(Object position labeling entries)

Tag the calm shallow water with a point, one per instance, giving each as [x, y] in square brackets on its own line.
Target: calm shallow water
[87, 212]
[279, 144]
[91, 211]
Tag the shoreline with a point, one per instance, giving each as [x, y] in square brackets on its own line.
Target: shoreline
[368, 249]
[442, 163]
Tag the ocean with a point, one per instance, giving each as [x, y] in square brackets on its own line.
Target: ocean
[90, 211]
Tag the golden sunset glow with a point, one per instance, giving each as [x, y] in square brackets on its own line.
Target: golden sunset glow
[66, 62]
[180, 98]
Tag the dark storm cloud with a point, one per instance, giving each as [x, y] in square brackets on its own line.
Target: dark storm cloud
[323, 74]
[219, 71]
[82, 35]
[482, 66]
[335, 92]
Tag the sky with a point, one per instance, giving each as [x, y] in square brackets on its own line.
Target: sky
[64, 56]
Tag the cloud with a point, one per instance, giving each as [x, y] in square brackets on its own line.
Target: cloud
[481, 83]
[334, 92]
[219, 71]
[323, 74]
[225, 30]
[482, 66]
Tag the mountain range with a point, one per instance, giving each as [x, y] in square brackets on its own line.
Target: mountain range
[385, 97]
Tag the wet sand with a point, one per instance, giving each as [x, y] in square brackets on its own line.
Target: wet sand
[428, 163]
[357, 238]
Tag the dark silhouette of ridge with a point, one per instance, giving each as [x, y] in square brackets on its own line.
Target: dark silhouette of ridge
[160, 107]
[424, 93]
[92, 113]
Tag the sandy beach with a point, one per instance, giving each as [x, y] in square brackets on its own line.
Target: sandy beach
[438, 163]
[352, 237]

● Objective
Output the rows from the one containing "Tag the ocean" through the last row as a two-column CSV with the headers text and points, one CSV line per row. Put each row's text and its answer in one quoted field apiece, with line breaks replaced by spaces.

● Written answer
text,points
"Tag the ocean with a point, one per instance, giving each as [x, y] in square brackets on its own line. Target: ocean","[90, 211]"
"Tag the golden sunset glow with a point, one per instance, giving each as [x, y] in square brackets on its own line. Target: golden sunset glow","[66, 62] [180, 98]"
"Tag the dark storm cloud with a point, one per instance, giving each as [x, y] in square brackets on its own line. Target: dark storm cloud","[323, 74] [219, 71] [82, 35] [482, 66] [335, 92]"
"Tag the sky with a point, one per instance, giving each as [x, y] in square brackets on its own line. Target: sky","[64, 56]"
"Tag the cloud with a point, one per instance, giving each as [x, y] in square brackets on its own line. Target: cloud","[481, 83] [334, 92] [219, 71] [323, 74] [225, 30] [482, 66]"
"Tag the mountain range with a point, one per instance, giving each as [x, y] in square brackets on its own line. Target: mountain range","[385, 97]"
"Tag the wet sand with a point, one per instance, giving each as [x, y] in square brackets on its own line. Target: wet sand","[428, 163] [357, 238]"
"Tag the dark silhouette of ridge with a point, one per instance, giving each as [x, y] in square brackets on its own line. Target: dark silhouette of ridge","[160, 107] [424, 93] [92, 113]"
"Tag the sandy beach with a point, one per instance, giving each as [x, y] in square brackets on its own line. Target: sandy beach","[438, 163] [352, 237]"